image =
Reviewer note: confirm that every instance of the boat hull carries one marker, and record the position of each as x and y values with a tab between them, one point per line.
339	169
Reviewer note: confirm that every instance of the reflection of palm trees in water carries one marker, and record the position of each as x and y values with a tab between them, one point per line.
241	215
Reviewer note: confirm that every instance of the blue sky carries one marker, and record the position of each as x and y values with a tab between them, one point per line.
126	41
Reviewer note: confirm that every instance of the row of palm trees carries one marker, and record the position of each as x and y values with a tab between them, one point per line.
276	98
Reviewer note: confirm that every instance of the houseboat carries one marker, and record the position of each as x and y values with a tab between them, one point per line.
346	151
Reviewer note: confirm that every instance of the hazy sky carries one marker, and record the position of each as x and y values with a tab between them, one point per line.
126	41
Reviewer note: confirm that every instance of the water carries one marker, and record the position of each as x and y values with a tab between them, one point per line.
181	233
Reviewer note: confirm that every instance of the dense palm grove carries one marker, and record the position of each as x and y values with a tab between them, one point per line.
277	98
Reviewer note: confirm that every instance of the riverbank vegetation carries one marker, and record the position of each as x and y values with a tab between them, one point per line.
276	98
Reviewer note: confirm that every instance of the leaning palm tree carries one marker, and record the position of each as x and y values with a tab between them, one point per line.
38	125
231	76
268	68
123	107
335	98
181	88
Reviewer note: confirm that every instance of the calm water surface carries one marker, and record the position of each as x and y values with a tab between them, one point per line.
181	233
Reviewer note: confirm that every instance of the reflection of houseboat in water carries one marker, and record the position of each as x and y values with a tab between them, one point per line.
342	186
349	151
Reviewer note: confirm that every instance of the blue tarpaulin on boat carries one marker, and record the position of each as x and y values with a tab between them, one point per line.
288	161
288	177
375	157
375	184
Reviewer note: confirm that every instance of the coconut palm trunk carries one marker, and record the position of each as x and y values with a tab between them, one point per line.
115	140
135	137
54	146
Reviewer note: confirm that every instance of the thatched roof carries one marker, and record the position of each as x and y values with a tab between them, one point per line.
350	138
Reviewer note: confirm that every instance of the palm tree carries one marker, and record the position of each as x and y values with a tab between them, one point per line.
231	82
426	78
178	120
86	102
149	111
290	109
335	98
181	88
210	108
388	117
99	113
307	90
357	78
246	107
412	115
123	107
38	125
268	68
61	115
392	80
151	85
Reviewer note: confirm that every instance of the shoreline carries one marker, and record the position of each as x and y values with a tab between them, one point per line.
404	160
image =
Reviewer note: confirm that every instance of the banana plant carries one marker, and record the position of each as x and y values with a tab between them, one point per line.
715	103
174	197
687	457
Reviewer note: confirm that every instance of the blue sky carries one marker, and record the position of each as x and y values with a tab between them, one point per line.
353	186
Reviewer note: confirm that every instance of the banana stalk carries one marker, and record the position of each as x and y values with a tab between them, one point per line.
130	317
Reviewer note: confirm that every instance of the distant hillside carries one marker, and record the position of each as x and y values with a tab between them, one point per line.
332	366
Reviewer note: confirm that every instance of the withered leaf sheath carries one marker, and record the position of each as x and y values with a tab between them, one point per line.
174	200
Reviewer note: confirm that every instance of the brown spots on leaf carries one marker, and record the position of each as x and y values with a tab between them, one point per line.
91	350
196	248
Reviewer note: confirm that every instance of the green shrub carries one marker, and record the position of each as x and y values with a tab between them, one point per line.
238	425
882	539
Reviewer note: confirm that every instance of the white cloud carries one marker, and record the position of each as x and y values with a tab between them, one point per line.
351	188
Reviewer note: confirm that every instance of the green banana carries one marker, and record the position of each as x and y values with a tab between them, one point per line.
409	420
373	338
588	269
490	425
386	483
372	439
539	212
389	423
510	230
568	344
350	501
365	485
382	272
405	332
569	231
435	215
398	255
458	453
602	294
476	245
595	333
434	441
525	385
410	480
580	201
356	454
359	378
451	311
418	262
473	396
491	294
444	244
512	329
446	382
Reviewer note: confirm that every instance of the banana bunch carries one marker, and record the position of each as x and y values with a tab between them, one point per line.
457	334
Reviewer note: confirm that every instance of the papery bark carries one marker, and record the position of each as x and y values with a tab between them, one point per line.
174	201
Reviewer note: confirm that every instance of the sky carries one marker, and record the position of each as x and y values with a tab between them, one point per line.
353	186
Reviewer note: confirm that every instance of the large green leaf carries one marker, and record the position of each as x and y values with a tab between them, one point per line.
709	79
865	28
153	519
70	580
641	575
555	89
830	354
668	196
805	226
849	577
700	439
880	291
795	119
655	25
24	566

********************

[Instructions for the task]: Repeat what the records above say. Use their exact words.

[Solution to this exercise]:
image =
Reviewer note: confirm that every instance of the boat hull carries one marker, and record the position of each as x and y values with a tab between them, one point per line.
339	169
Reviewer note: confirm that every instance of the reflection of palm trees in water carries one marker, and record the position of each as x and y values with a tab between them, one point per line.
241	215
Reviewer note: confirm that every instance of the blue sky carries one marker, and record the position of each as x and y values with a tab between them, one point per line.
126	41
Reviewer note: confirm that every instance of the row of palm trees carries one marker, and record the position of each as x and y values with a tab between them, one point per line.
276	98
Reviewer note: confirm that every instance of the houseboat carries one marker, and record the position of each as x and y values with a tab between them, one point per line.
346	151
Reviewer note: confirm that every instance of the hazy sky carries one marker, and record the position of each as x and y values with a tab between them, one point per line.
126	41
Reviewer note: confirm that every instance of the water carries one marker, and record the position of each as x and y values with a tab between them, one point per line.
181	233
Reviewer note: confirm that every instance of the dense palm grove carries one marker, and record the position of each as x and y values with a tab between them, one point per line.
277	98
Reviewer note: confirm that every instance of the riverbank vegetation carries one marker, and record the position of each as x and y values with a tab between them, one point per line.
276	98
Reviewer note: confirm that every instance of the leaning palm tree carries one marker, and record the position of each as x and y values with a tab between them, one point per line.
38	125
231	76
268	68
123	107
335	98
181	88
Reviewer note: confirm that every instance of the calm water surface carries one marker, and record the position of each as x and y values with a tab between them, one point per line.
181	233
Reviewer note: confirm that every instance of the reflection of houseboat in water carries one marker, and record the position of each as x and y values with a tab between them, one point per line.
342	186
349	151
Reviewer note: confirm that every instance of the blue tarpaulin on boat carries one marker, and record the position of each as x and y values with a tab between them, one point per line.
288	161
288	177
375	157
375	184
Reviewer note: confirm that every instance of the coconut palm trunk carries one marker, and record the position of each as x and y values with a tab between them, one point per line.
115	140
135	137
54	146
Reviewer note: confirm that every instance of the thatched roof carries one marker, and record the position of each as x and y values with a tab between them, one point per line.
350	138
Reviewer note: confirm that every instance of the palm tree carries one marker, and record the position of each as x and y values with a tab between them, one point per line.
231	82
426	78
178	120
86	102
149	111
290	109
335	98
181	88
210	108
388	117
99	113
307	90
357	78
246	107
412	115
123	107
38	125
268	68
61	115
392	80
151	85
Reviewer note: confirm that every instance of the shoreline carries one marker, and record the position of each as x and y values with a tab between them, one point per line.
404	160
image =
Reviewer note: confirm that every instance of the banana plant carries one marker, and record the position of each as x and y values with a tab between them, one point per line.
715	103
174	197
687	457
Reviewer note: confirm that every instance of the blue sky carries one marker, and record the position of each as x and y values with a tab between them, one point per line.
353	186
Reviewer note: confirm that every instance of the banana stalk carries one marker, and record the position of each as x and y values with a tab between them, one point per line.
130	317
Reviewer note: confirm that every instance of the distant hillside carries one marker, and record the position of each as x and y values with a tab between them, one point per line.
332	366
Reviewer note: confirm that every instance of the withered leaf sheath carries one marker, and record the position of each as x and y values with a tab between them, one point per line.
174	200
Reviewer note: confirm that every instance of the brown spots on leaf carries one marker, and record the position of each as x and y values with a tab between them, one point per line.
91	350
196	248
Reviewer note: confirm that every instance of the green shrub carries one marker, and record the position of each as x and y values with a tab between them, one point per line.
238	425
882	539
Reviewer note: confirm that every instance of the white cloud carries one marker, and record the position of each as x and y values with a tab between them, one point per line.
351	188
Reviewer note: confirm that every instance of the green banana carries one marker, and record the position of each as x and y values with a tab between them, one point per line.
409	420
373	338
588	269
490	425
386	483
372	439
539	212
389	423
510	230
568	344
350	501
365	485
382	272
405	332
569	231
435	215
398	255
458	453
602	294
476	245
595	333
434	441
525	385
410	480
580	201
356	454
359	378
451	311
418	262
473	396
491	294
444	244
512	329
446	382
Reviewer note: confirm that every instance of the banana bunch carries one marker, and record the position of each as x and y values with a tab between them, one point per line.
457	334
Reviewer note: confirm that every instance of the papery bark carries one marker, and record the position of each as x and y values with a tab between them, one point per line.
174	201
Reviewer note: confirm that every instance of the sky carries one marker, and record the position of each as x and y values with a tab between them, one point per line.
353	186
Reviewer note: confirm that every instance of the large green leaf carries one marker, and record the position of each as x and y values with a tab between them, one point per line.
709	79
865	28
153	519
70	580
641	575
555	89
830	354
668	196
805	226
849	577
700	439
880	291
795	119
655	25
24	566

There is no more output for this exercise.